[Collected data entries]
============

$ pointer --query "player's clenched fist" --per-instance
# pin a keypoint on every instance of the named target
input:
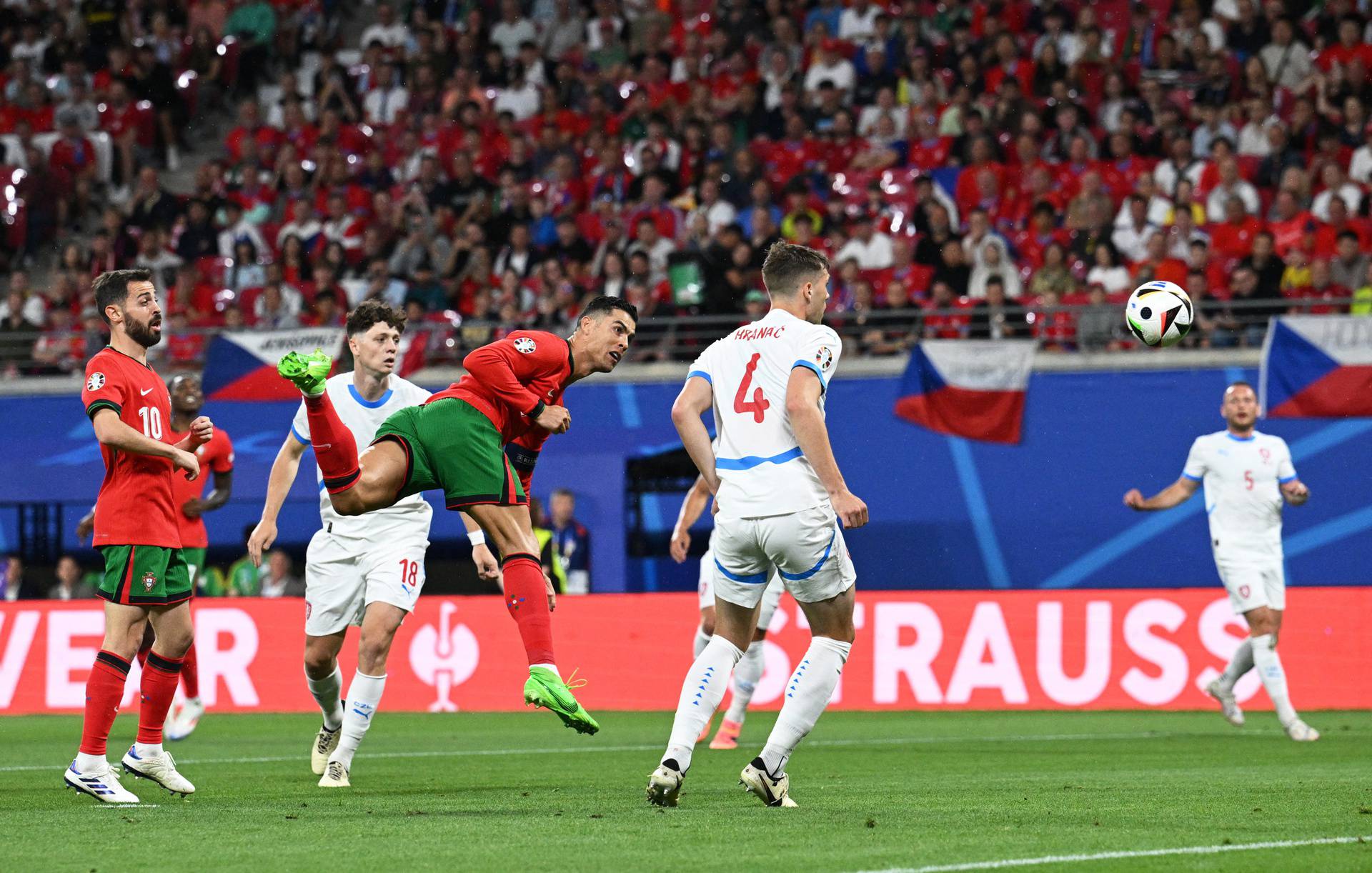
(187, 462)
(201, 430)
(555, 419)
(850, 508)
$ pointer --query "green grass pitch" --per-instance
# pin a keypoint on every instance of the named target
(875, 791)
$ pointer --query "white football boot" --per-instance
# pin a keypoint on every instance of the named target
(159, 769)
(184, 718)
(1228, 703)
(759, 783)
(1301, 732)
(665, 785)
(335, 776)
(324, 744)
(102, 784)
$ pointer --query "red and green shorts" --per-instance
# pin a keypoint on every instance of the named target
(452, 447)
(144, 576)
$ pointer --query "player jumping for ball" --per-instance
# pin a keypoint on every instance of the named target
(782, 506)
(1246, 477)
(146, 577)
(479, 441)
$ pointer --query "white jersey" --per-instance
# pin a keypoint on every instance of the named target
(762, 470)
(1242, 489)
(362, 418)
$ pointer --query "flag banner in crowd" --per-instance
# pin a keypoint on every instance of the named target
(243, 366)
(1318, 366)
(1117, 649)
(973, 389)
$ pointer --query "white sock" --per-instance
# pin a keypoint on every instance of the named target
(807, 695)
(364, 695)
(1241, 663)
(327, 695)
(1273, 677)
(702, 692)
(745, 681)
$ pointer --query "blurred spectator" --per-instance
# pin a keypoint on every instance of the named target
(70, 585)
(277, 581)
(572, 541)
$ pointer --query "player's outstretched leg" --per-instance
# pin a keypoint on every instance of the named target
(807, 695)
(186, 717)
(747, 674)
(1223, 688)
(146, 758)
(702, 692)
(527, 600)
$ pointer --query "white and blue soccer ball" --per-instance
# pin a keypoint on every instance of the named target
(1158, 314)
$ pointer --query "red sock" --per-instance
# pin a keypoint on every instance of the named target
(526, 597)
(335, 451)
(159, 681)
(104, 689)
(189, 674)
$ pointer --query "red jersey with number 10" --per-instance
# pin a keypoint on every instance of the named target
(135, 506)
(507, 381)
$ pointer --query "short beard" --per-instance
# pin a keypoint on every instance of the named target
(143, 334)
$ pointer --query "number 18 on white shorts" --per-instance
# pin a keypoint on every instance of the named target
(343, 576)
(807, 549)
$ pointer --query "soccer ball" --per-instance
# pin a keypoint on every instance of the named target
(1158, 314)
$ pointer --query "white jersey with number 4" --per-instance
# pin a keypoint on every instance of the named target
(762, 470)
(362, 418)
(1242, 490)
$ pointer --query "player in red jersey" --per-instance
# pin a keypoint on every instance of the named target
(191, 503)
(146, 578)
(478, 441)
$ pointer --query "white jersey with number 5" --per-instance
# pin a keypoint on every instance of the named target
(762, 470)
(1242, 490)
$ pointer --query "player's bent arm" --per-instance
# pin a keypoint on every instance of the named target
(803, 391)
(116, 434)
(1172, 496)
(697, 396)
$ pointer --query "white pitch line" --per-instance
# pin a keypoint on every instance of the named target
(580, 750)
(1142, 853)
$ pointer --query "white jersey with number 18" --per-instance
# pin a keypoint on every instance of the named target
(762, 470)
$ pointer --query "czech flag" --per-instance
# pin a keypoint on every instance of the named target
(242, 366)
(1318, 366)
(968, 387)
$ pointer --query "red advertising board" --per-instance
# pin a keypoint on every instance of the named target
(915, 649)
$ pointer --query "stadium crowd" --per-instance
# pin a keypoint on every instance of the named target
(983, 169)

============

### [ASSIGNMENT]
Using the records above, copy every line that has the word "green" in it.

### [SOLUTION FOR THIS EXERCISE]
$ pointer --query "green grass pitch" --per-instance
$ pointer --query "red and green shorts" --per-instance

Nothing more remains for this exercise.